───── Text segment

# Footy Grey Knights - 2+ cover saves all around!



## Hurricane (Feb 27, 2010)

So as far as I remember, the new techmarines from the GK dex are independent characters and can be thrown in with infantry to protect them and this gave me a new idea.

What do you all think of a foot army (no/minimal transports) with rifleman dreads being given a 4+ cover behind cover. Then use the techmarine's ability to improve the save to 3+. THEN, keep a librarian nearby to cast shrouding and further improve the save to a 2+!

I don't think I have forgotten anything in the rules that would make this unable to work but let me know otherwise.

I can see a list going something like this...

Librarian w/ shrouding 
2nd HQ could be wither a GM for scoring/scouting, Crowe if you like your purifiers, or a second librarian.

Techmarine
2x Ven Rifleman dreads

Troops could be termies for counter assault, larger strike squads, or purifiers

FA could be interceptors for end game objective grabbing

Heavy is 3x rifleman dreads

It's definitely something I would love to try! What do you all think?


----------



## Sephyr (Jan 18, 2010)

I think the techmarine can only reinforce a ruin in your own deployent zone. So the protected unit would have to remain stationed there. 

I don't yet know how exactly the Shrouding works.


----------



## OpTi (Aug 29, 2009)

shrouding gives stealth to all units inside something like 6" can't remember.

──────────

### Set exercise 1
List the options the Grey Knights thread gives for the second HQ choice in the proposed list.
### Set exercise 2
According to the Grey Knights thread, why would a unit protected by the techmarine have to stay put? Answer in one or two sentences.
### Set exercise 3
Answer these questions from the Grey Knights thread:
(a) What cover save are the rifleman dreads given behind cover before the techmarine and librarian improve it?
(b) How many rifleman dreads make up the Heavy choice?
(c) According to OpTi, what does shrouding give to units within range?

───── Data segment

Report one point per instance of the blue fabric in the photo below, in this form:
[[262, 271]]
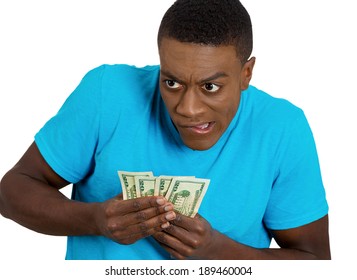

──────────

### Reply 1
- A GM for scoring/scouting
- Crowe, if you like your purifiers
- A second librarian

### Reply 2
Sephyr thinks the techmarine can only reinforce a ruin in the player's own deployment zone. A unit relying on that reinforcement would therefore have to stay stationed there.

### Reply 3
(a) A 4+ cover save.
(b) Three.
(c) Stealth.